[Your task] Please pick out every line of the data that contains the word "number", and copy each of those lines.
* start Input rows *
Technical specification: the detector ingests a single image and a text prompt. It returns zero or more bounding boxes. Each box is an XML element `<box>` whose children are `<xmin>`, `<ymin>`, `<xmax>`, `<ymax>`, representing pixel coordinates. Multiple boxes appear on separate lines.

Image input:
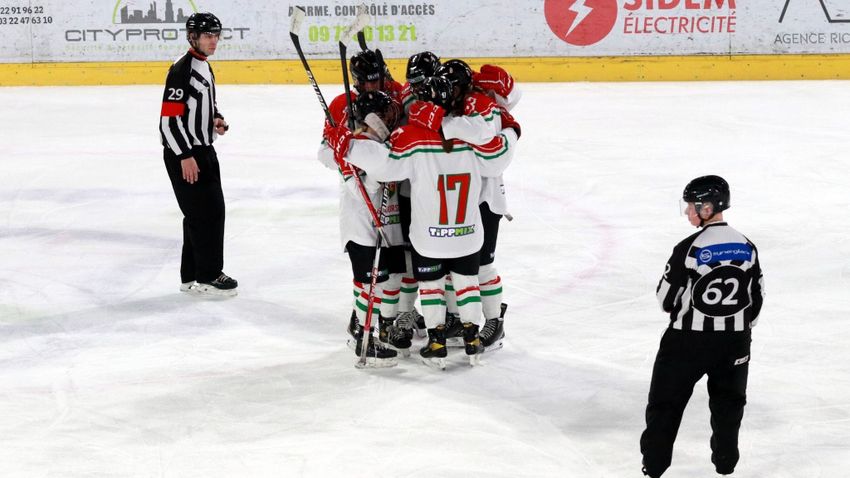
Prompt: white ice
<box><xmin>0</xmin><ymin>81</ymin><xmax>850</xmax><ymax>478</ymax></box>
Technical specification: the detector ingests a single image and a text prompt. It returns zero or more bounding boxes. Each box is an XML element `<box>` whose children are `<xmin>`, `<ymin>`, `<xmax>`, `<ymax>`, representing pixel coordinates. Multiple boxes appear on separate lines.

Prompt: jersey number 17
<box><xmin>437</xmin><ymin>173</ymin><xmax>472</xmax><ymax>226</ymax></box>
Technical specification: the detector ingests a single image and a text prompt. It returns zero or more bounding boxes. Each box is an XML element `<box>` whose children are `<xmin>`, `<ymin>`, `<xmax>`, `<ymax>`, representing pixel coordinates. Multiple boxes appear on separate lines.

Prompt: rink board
<box><xmin>0</xmin><ymin>55</ymin><xmax>850</xmax><ymax>86</ymax></box>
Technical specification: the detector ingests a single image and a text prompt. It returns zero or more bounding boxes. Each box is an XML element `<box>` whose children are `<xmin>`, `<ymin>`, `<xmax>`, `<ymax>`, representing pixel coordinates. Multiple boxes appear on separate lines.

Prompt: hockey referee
<box><xmin>640</xmin><ymin>176</ymin><xmax>764</xmax><ymax>478</ymax></box>
<box><xmin>159</xmin><ymin>13</ymin><xmax>238</xmax><ymax>297</ymax></box>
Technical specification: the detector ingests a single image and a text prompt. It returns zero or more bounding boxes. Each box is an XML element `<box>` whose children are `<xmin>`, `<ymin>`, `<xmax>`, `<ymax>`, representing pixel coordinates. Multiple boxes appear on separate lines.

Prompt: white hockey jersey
<box><xmin>318</xmin><ymin>135</ymin><xmax>404</xmax><ymax>250</ymax></box>
<box><xmin>347</xmin><ymin>123</ymin><xmax>517</xmax><ymax>259</ymax></box>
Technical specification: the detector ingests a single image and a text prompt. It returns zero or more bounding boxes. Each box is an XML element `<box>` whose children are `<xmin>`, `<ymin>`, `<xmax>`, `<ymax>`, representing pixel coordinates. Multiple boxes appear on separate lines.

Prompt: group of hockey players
<box><xmin>318</xmin><ymin>49</ymin><xmax>521</xmax><ymax>369</ymax></box>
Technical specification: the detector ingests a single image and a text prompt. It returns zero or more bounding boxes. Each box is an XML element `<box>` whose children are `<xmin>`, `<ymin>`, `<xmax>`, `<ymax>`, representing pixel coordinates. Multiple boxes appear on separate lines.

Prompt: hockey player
<box><xmin>438</xmin><ymin>60</ymin><xmax>520</xmax><ymax>348</ymax></box>
<box><xmin>472</xmin><ymin>65</ymin><xmax>522</xmax><ymax>348</ymax></box>
<box><xmin>640</xmin><ymin>176</ymin><xmax>764</xmax><ymax>478</ymax></box>
<box><xmin>328</xmin><ymin>77</ymin><xmax>519</xmax><ymax>368</ymax></box>
<box><xmin>319</xmin><ymin>90</ymin><xmax>411</xmax><ymax>367</ymax></box>
<box><xmin>396</xmin><ymin>51</ymin><xmax>440</xmax><ymax>338</ymax></box>
<box><xmin>159</xmin><ymin>13</ymin><xmax>238</xmax><ymax>297</ymax></box>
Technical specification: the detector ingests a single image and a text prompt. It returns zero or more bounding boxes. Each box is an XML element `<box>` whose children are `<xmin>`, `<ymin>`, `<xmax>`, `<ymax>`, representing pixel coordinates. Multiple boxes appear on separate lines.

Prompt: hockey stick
<box><xmin>339</xmin><ymin>14</ymin><xmax>389</xmax><ymax>368</ymax></box>
<box><xmin>289</xmin><ymin>7</ymin><xmax>389</xmax><ymax>248</ymax></box>
<box><xmin>357</xmin><ymin>30</ymin><xmax>369</xmax><ymax>50</ymax></box>
<box><xmin>289</xmin><ymin>7</ymin><xmax>336</xmax><ymax>126</ymax></box>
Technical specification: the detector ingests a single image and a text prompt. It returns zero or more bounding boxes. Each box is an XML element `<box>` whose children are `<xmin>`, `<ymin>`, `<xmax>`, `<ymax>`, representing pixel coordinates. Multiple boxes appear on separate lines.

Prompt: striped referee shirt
<box><xmin>656</xmin><ymin>222</ymin><xmax>764</xmax><ymax>331</ymax></box>
<box><xmin>159</xmin><ymin>50</ymin><xmax>222</xmax><ymax>159</ymax></box>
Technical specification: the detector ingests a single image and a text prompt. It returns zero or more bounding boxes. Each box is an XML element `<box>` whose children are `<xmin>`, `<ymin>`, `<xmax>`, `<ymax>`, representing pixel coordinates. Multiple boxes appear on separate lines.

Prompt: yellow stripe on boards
<box><xmin>0</xmin><ymin>55</ymin><xmax>850</xmax><ymax>86</ymax></box>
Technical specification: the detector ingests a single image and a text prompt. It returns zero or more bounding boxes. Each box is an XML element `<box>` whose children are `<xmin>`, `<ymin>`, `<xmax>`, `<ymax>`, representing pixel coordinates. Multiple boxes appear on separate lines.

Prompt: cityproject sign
<box><xmin>0</xmin><ymin>0</ymin><xmax>850</xmax><ymax>63</ymax></box>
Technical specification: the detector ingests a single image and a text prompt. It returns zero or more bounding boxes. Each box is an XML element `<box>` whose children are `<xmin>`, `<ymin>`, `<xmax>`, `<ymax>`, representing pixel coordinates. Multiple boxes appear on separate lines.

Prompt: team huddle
<box><xmin>318</xmin><ymin>49</ymin><xmax>521</xmax><ymax>369</ymax></box>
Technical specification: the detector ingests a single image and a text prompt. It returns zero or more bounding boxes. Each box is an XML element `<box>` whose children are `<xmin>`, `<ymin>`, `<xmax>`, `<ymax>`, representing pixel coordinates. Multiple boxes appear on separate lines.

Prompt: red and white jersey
<box><xmin>401</xmin><ymin>82</ymin><xmax>416</xmax><ymax>114</ymax></box>
<box><xmin>340</xmin><ymin>123</ymin><xmax>517</xmax><ymax>259</ymax></box>
<box><xmin>318</xmin><ymin>92</ymin><xmax>404</xmax><ymax>249</ymax></box>
<box><xmin>454</xmin><ymin>91</ymin><xmax>508</xmax><ymax>215</ymax></box>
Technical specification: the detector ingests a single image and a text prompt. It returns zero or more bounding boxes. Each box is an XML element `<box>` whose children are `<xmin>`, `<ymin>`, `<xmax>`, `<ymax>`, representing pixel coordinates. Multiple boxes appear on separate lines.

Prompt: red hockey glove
<box><xmin>472</xmin><ymin>65</ymin><xmax>514</xmax><ymax>98</ymax></box>
<box><xmin>326</xmin><ymin>126</ymin><xmax>354</xmax><ymax>164</ymax></box>
<box><xmin>407</xmin><ymin>100</ymin><xmax>446</xmax><ymax>131</ymax></box>
<box><xmin>499</xmin><ymin>107</ymin><xmax>522</xmax><ymax>139</ymax></box>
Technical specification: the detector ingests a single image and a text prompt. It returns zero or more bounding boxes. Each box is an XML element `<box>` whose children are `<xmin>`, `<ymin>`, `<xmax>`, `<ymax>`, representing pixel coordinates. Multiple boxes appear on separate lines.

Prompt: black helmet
<box><xmin>437</xmin><ymin>60</ymin><xmax>472</xmax><ymax>95</ymax></box>
<box><xmin>417</xmin><ymin>76</ymin><xmax>452</xmax><ymax>109</ymax></box>
<box><xmin>682</xmin><ymin>176</ymin><xmax>731</xmax><ymax>213</ymax></box>
<box><xmin>348</xmin><ymin>50</ymin><xmax>384</xmax><ymax>84</ymax></box>
<box><xmin>353</xmin><ymin>91</ymin><xmax>399</xmax><ymax>131</ymax></box>
<box><xmin>354</xmin><ymin>91</ymin><xmax>393</xmax><ymax>123</ymax></box>
<box><xmin>407</xmin><ymin>51</ymin><xmax>440</xmax><ymax>85</ymax></box>
<box><xmin>186</xmin><ymin>12</ymin><xmax>221</xmax><ymax>35</ymax></box>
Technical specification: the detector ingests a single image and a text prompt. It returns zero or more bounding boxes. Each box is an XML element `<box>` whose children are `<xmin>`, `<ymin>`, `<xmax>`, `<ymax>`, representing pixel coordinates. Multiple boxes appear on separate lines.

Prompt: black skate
<box><xmin>378</xmin><ymin>317</ymin><xmax>413</xmax><ymax>357</ymax></box>
<box><xmin>478</xmin><ymin>304</ymin><xmax>508</xmax><ymax>351</ymax></box>
<box><xmin>395</xmin><ymin>307</ymin><xmax>428</xmax><ymax>339</ymax></box>
<box><xmin>446</xmin><ymin>312</ymin><xmax>463</xmax><ymax>347</ymax></box>
<box><xmin>347</xmin><ymin>310</ymin><xmax>363</xmax><ymax>340</ymax></box>
<box><xmin>463</xmin><ymin>322</ymin><xmax>484</xmax><ymax>366</ymax></box>
<box><xmin>354</xmin><ymin>328</ymin><xmax>398</xmax><ymax>368</ymax></box>
<box><xmin>411</xmin><ymin>307</ymin><xmax>428</xmax><ymax>339</ymax></box>
<box><xmin>419</xmin><ymin>325</ymin><xmax>448</xmax><ymax>370</ymax></box>
<box><xmin>395</xmin><ymin>312</ymin><xmax>414</xmax><ymax>342</ymax></box>
<box><xmin>187</xmin><ymin>272</ymin><xmax>239</xmax><ymax>297</ymax></box>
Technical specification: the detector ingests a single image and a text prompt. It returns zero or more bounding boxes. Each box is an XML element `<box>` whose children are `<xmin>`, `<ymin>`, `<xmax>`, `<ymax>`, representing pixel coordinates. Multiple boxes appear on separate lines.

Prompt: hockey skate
<box><xmin>478</xmin><ymin>303</ymin><xmax>508</xmax><ymax>351</ymax></box>
<box><xmin>463</xmin><ymin>322</ymin><xmax>484</xmax><ymax>366</ymax></box>
<box><xmin>187</xmin><ymin>273</ymin><xmax>239</xmax><ymax>298</ymax></box>
<box><xmin>345</xmin><ymin>310</ymin><xmax>363</xmax><ymax>350</ymax></box>
<box><xmin>378</xmin><ymin>317</ymin><xmax>413</xmax><ymax>357</ymax></box>
<box><xmin>419</xmin><ymin>325</ymin><xmax>448</xmax><ymax>370</ymax></box>
<box><xmin>354</xmin><ymin>334</ymin><xmax>398</xmax><ymax>368</ymax></box>
<box><xmin>396</xmin><ymin>307</ymin><xmax>428</xmax><ymax>339</ymax></box>
<box><xmin>446</xmin><ymin>312</ymin><xmax>463</xmax><ymax>347</ymax></box>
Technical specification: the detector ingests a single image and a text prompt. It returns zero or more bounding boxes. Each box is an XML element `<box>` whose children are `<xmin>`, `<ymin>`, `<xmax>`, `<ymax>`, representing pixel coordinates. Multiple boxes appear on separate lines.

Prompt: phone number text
<box><xmin>307</xmin><ymin>25</ymin><xmax>416</xmax><ymax>43</ymax></box>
* end Input rows *
[Full solution]
Prompt: jersey number 17
Prompt: phone number text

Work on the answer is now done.